**DIRECTIVE:**
Starting at the line that contains "Note to the class: find the orange" and continuing through the end of the records, write out every line again. Raise each coordinate in the answers by 103.

**Excerpts of pointing data:**
^^^^^^^^
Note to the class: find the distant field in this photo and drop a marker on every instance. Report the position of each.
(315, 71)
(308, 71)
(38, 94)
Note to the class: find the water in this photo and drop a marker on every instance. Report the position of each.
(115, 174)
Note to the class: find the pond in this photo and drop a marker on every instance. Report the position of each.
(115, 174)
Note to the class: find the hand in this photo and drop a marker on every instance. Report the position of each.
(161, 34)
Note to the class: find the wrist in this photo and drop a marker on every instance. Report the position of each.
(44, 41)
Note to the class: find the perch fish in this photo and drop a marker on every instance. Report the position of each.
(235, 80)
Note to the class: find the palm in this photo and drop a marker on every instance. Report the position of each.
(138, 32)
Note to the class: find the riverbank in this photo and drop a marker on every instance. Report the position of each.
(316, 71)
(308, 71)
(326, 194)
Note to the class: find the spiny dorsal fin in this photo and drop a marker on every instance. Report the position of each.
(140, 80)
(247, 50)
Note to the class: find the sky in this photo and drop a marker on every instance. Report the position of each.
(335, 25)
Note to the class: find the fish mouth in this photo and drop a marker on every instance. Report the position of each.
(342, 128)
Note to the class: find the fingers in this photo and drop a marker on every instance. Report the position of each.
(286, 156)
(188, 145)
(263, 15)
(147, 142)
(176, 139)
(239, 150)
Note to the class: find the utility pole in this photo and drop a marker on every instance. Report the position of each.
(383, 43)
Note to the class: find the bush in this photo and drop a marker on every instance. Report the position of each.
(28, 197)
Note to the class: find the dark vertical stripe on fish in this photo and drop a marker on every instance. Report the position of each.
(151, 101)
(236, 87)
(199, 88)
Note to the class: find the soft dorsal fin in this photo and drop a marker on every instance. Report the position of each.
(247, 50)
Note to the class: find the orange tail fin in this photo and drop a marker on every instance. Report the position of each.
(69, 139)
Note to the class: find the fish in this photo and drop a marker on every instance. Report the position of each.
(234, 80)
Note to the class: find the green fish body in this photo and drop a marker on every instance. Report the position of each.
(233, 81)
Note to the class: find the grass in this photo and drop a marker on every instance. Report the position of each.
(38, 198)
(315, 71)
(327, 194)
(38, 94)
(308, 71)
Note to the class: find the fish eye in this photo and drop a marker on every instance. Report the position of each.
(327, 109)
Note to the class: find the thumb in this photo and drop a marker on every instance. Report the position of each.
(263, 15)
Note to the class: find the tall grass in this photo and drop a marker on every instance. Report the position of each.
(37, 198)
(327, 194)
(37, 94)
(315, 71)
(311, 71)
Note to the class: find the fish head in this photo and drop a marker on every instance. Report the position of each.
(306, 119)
^^^^^^^^
**SOLUTION FOR THIS TASK:**
Note to the class: find the orange tail fin in this photo and drop a marker on every instance. Report the position of each.
(172, 242)
Note to the class: find the fish in this photo and drop a marker on every instance. Report the position of each.
(337, 183)
Note to the class: find the green fish body in this photo and drop a marker on every instance. Report the position of each.
(336, 184)
Note to the class: find the grass in this photo and drop a marker on every instance. Report the position of each.
(141, 301)
(418, 174)
(430, 297)
(141, 197)
(411, 174)
Note to the class: find the fish eye in this photo and drop a marker on every instance. Report the position of each.
(430, 212)
Note to the class: find the thumb in this photo and drop a marker on every instance. Report the position of each.
(366, 118)
Note to the class: find the tall grass in this photo and drop a marker on every instance. Report the position of each.
(140, 301)
(430, 297)
(140, 197)
(418, 174)
(414, 174)
Note to the class: find the fish head in this photo and drop a marker on every instance. Report the position of each.
(409, 222)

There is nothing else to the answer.